------ SUPPLIED INFORMATION

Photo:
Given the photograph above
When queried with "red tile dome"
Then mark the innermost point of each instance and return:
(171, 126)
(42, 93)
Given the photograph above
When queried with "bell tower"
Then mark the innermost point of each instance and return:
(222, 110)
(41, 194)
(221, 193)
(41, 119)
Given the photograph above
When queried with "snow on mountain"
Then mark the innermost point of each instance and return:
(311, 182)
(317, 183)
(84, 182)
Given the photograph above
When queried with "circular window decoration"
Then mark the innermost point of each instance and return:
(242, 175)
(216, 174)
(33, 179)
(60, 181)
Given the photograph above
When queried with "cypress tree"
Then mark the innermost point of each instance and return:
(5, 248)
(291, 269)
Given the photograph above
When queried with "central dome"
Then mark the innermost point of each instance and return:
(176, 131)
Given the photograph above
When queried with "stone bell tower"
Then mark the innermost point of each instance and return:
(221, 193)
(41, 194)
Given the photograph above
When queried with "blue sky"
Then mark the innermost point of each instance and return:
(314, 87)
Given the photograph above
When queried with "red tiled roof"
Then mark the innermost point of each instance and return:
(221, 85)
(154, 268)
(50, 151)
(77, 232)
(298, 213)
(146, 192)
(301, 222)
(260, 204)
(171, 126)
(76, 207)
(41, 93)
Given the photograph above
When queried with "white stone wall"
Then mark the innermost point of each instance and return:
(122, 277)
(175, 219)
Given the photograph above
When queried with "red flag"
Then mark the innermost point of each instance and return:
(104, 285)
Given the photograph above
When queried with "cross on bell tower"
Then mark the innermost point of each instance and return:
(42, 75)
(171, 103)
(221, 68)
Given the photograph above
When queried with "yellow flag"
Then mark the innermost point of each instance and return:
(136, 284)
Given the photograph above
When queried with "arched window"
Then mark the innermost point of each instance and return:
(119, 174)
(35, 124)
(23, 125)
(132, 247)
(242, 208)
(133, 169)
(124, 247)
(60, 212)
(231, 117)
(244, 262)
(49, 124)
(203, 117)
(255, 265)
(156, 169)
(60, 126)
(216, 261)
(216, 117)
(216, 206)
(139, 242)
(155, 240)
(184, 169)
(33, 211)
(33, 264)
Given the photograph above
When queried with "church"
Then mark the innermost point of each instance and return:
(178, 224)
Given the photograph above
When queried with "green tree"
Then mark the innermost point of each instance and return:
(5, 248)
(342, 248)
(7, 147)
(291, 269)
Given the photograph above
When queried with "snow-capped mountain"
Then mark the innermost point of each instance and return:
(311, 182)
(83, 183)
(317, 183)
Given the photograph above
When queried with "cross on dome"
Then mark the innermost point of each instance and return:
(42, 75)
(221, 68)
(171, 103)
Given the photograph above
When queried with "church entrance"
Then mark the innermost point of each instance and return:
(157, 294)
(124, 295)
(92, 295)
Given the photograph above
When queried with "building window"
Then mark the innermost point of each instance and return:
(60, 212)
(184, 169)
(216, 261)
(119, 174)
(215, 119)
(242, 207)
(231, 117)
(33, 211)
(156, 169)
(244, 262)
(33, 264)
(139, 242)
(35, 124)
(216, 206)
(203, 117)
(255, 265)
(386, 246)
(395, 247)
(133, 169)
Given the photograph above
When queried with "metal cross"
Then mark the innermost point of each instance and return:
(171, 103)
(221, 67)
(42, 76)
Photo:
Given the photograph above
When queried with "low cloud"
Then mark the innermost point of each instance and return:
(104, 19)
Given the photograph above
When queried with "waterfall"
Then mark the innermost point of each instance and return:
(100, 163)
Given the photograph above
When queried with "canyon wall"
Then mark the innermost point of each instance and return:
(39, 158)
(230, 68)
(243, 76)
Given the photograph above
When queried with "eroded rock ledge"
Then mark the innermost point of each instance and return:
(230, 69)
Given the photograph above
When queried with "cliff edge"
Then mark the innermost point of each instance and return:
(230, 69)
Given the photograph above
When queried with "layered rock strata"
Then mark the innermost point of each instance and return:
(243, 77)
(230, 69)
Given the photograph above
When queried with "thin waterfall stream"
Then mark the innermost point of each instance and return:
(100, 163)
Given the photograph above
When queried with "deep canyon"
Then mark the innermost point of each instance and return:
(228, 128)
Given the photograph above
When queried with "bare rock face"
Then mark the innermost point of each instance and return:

------------

SHORT PROBLEM »
Every record shown above must be echoed exactly.

COMPLETED TASK »
Photo:
Given the photograph above
When queried with "red tile dome"
Then mark the innermost point of each instance and return:
(171, 126)
(42, 93)
Given the photograph above
When queried with "bell tower"
Then mark the innermost point of each instance and return:
(222, 110)
(41, 194)
(221, 193)
(41, 119)
Given the photograph above
When queried with "snow on mountain"
Then mark the innermost point of each instance and return:
(311, 182)
(317, 183)
(84, 182)
Given the photograph above
When queried with "circular window decoration"
Then mark the innermost point of each instance and return:
(242, 175)
(216, 174)
(33, 179)
(60, 181)
Given the photograph above
When queried with "cypress tree"
Then mark the innermost point of each instance and return:
(5, 248)
(291, 269)
Given the photograph above
When queried with "central dome"
Then mark the innermost point of each instance and return:
(176, 131)
Given the photograph above
When queried with "stone bell tower"
Then mark the innermost point of each instance and return:
(221, 193)
(41, 194)
Given the photograph above
When queried with "blue sky"
Then mark the innermost point of each instance and return:
(314, 87)
Given the photograph above
When queried with "red tiled roof"
Then mark the innermost point of each instance and return:
(221, 85)
(154, 268)
(50, 151)
(77, 232)
(298, 213)
(146, 192)
(301, 222)
(260, 204)
(171, 126)
(76, 207)
(41, 93)
Given the photograph above
When queried with "white stone wall"
Then mark the innermost point of each instance and return:
(122, 277)
(175, 219)
Given the photograph above
When queried with "red flag"
Then mark the innermost point of each instance and return:
(104, 285)
Given the photograph above
When queried with "cross on bell tower"
Then mark the innermost point of each instance and return:
(42, 75)
(171, 103)
(221, 68)
Given the photograph above
When queried with "yellow flag"
Then mark the innermost point of each instance and return:
(136, 284)
Given the photograph above
When queried with "arched window"
Then mark the innermost point of each instance and return:
(119, 174)
(35, 124)
(23, 125)
(132, 247)
(242, 208)
(133, 169)
(124, 247)
(60, 212)
(231, 117)
(244, 262)
(49, 124)
(203, 117)
(255, 265)
(156, 169)
(60, 126)
(216, 261)
(216, 117)
(216, 206)
(139, 242)
(155, 240)
(184, 169)
(33, 211)
(33, 264)
Given the photograph above
When queried with "church"
Then mark the innermost point of each instance and return:
(178, 224)
Given the photograph above
When queried with "green tree"
Then mark the innermost point of each instance and return:
(5, 248)
(342, 248)
(7, 147)
(291, 269)
Given the photograph above
When queried with "snow-capped mountain"
Then mark the innermost point of each instance and return:
(311, 182)
(83, 183)
(317, 183)
Given the photograph above
When queried with "cross on dome"
Then mark the innermost point of each instance and return:
(42, 75)
(221, 68)
(171, 103)
Given the photograph above
When queried with "church entrance"
Then mark the innermost point of each instance and return:
(157, 294)
(124, 295)
(92, 295)
Given the photograph above
When queried with "building window"
Then mark the innermost point of each instance and return:
(60, 212)
(184, 169)
(216, 261)
(119, 174)
(215, 119)
(242, 207)
(231, 117)
(33, 211)
(156, 169)
(244, 262)
(33, 264)
(139, 242)
(35, 124)
(216, 206)
(203, 117)
(255, 265)
(386, 246)
(395, 247)
(133, 169)
Given the photograph above
When queried with "metal cross"
Then mark the innermost point of each instance and return:
(171, 103)
(221, 67)
(42, 76)
Photo:
Given the photograph above
When queried with "low cloud"
Then mark the innermost point of each instance and return:
(104, 19)
Given the photograph above
When queried with "waterfall"
Then mark the innermost point of each instance and return:
(100, 163)
Given the photograph above
When queried with "canyon wall"
Then mark the innermost point of each instance and return:
(39, 158)
(230, 68)
(243, 76)
Given the photograph above
When queried with "eroded rock ledge"
Then mark the innermost point of each instance and return:
(230, 69)
Given the photograph above
When queried with "cliff edge"
Then mark the innermost point of each instance and return:
(230, 69)
Given the photograph above
When queried with "layered rock strata"
Then mark the innermost point of each instance and return:
(243, 77)
(230, 69)
Given the photograph above
When queried with "thin waterfall stream"
Then mark the innermost point of each instance and return:
(100, 163)
Given the photograph above
When queried with "deep canyon"
Then mark the innermost point of each instance and return:
(228, 128)
Given the photograph above
When queried with "bare rock face"
Then mark the innermost point of each instance and return:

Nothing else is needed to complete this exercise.